#### Aim of the exercise:
Search the entries below for the word "shaped" and copy every line where it appears.

#### Supplied information:
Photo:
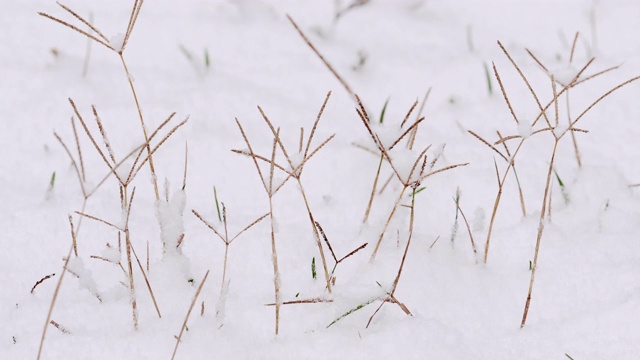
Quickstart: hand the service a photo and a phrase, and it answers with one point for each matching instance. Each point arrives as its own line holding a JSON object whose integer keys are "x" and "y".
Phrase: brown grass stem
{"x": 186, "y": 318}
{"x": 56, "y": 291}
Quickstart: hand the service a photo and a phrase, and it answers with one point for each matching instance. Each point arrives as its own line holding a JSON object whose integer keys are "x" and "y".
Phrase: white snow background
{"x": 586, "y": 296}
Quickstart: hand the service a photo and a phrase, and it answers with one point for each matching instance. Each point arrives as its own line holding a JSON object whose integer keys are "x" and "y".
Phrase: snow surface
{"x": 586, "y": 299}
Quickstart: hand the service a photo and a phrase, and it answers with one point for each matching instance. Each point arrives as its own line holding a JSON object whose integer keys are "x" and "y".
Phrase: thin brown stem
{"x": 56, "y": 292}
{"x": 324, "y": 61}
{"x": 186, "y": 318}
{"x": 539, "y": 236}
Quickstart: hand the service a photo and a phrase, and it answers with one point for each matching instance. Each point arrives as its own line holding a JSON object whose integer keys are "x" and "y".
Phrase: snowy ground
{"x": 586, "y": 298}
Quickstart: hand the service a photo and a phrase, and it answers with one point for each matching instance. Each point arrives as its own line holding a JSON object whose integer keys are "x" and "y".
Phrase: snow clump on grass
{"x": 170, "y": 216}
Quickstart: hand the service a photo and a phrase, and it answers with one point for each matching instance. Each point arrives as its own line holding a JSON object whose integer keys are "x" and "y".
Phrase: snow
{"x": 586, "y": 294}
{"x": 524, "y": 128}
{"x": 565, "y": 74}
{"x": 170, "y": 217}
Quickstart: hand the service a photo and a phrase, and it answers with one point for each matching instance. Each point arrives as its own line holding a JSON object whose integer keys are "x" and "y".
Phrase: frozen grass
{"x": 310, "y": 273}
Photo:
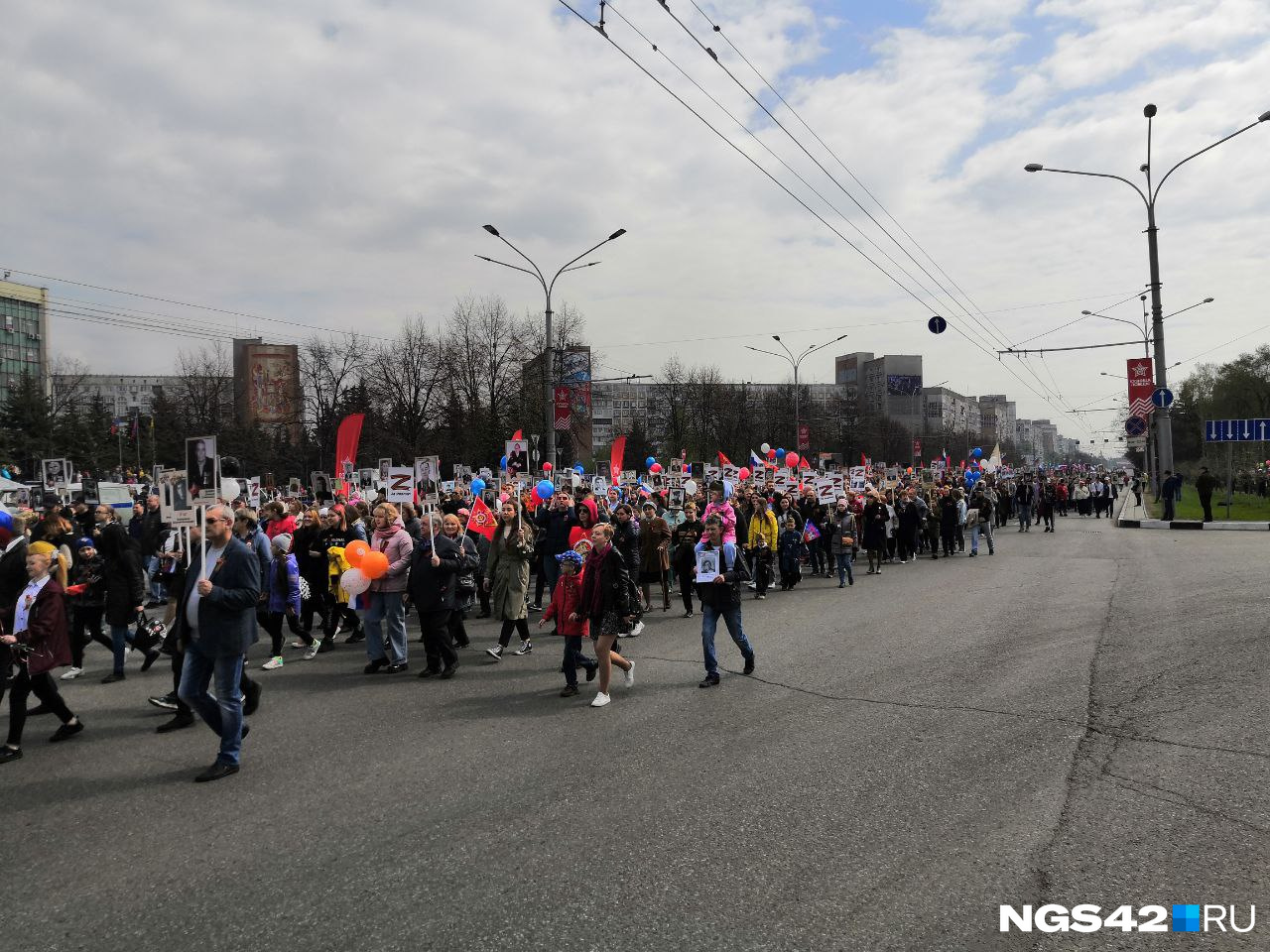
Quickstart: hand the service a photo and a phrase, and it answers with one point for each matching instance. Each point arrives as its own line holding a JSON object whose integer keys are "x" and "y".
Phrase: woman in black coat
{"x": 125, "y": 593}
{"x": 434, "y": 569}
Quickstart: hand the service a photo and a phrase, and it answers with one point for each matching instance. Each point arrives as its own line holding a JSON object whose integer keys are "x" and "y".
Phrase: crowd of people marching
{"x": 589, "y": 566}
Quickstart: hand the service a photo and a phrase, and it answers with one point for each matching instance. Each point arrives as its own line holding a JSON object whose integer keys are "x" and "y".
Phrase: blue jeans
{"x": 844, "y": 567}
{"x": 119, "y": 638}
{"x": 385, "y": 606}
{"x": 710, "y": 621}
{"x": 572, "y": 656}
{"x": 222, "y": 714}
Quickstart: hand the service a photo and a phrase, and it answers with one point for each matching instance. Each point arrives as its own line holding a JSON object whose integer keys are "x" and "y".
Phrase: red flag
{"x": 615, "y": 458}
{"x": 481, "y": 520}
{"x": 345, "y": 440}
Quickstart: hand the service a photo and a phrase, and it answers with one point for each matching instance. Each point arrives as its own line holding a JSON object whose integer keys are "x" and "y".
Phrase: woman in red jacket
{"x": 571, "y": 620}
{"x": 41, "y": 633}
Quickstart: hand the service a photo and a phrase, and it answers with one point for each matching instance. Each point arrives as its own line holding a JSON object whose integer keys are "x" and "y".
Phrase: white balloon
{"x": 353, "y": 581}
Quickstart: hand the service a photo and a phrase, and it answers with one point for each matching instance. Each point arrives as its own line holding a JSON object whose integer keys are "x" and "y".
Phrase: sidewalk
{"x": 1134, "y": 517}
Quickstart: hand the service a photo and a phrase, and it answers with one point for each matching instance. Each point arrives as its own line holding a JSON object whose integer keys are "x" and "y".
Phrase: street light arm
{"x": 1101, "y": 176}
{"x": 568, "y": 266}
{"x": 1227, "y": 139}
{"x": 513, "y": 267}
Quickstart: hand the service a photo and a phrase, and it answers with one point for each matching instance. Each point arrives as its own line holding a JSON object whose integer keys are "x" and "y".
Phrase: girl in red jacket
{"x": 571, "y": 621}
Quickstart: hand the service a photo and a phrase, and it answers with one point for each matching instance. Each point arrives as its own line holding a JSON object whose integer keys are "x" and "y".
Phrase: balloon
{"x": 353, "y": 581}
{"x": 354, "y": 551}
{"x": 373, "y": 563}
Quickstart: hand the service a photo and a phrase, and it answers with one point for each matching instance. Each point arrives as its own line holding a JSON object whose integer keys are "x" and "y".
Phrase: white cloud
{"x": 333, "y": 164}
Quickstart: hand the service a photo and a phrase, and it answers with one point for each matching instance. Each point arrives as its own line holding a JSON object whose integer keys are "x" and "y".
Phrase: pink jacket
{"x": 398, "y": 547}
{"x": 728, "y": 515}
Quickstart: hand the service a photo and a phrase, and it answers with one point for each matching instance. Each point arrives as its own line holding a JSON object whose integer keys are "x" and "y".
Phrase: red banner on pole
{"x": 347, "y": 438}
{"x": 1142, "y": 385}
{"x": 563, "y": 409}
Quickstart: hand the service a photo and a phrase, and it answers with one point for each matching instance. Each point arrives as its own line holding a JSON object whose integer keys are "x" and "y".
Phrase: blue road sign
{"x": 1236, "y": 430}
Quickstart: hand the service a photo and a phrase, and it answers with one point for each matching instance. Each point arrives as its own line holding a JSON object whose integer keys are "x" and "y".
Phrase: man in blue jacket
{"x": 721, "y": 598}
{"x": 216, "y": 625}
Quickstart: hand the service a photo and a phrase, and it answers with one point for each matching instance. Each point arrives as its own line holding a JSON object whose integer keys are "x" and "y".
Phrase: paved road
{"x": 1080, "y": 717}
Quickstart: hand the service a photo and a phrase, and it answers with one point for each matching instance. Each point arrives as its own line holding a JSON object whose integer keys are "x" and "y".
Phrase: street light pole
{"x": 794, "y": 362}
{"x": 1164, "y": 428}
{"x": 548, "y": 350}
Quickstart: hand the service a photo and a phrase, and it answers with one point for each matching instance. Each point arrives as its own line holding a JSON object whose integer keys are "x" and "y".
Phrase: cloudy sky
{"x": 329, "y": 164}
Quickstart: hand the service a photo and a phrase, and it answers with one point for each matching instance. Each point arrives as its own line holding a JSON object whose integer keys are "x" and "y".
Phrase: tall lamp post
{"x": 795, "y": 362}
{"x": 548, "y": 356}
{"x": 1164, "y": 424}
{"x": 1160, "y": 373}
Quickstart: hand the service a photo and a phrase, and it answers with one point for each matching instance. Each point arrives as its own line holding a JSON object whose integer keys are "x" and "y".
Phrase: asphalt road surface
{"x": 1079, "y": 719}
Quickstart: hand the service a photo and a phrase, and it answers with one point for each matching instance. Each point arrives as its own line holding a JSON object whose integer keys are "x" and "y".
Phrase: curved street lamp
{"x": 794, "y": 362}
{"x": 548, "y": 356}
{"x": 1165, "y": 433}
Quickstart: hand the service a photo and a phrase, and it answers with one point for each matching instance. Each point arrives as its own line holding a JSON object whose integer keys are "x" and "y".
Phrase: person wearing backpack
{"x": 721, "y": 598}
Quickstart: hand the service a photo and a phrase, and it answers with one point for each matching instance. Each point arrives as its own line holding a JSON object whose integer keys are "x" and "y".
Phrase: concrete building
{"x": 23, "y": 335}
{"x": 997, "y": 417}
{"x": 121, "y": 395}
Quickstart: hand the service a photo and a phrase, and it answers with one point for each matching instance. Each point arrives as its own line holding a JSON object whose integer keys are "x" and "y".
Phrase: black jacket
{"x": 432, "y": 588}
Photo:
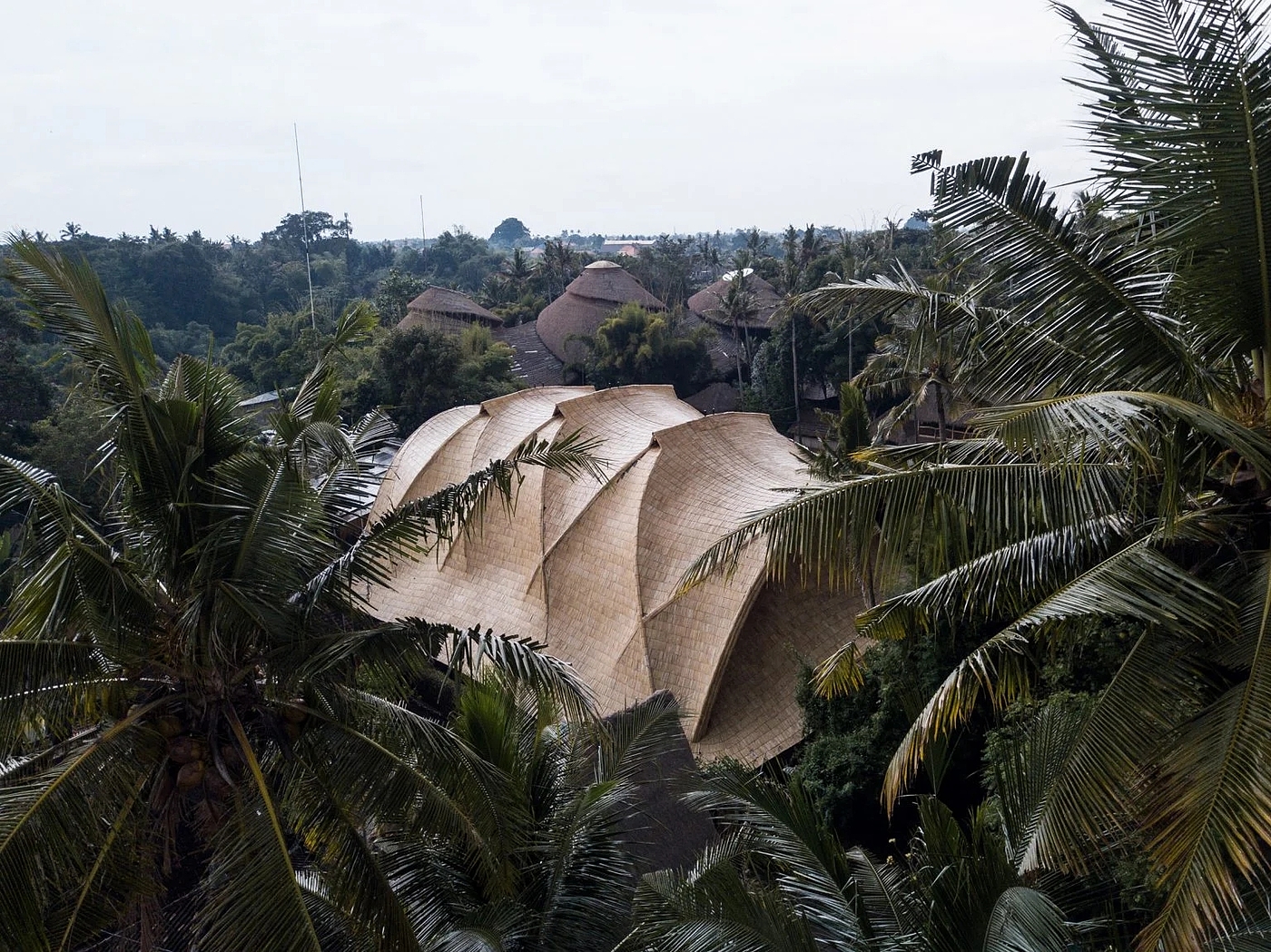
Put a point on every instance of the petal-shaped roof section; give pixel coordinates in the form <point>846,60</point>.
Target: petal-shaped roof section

#### Solution to this problem:
Put a point on every instance of the petal-shaped roof section; give pixel coordinates in the form <point>846,60</point>.
Target: petal-shaped roof section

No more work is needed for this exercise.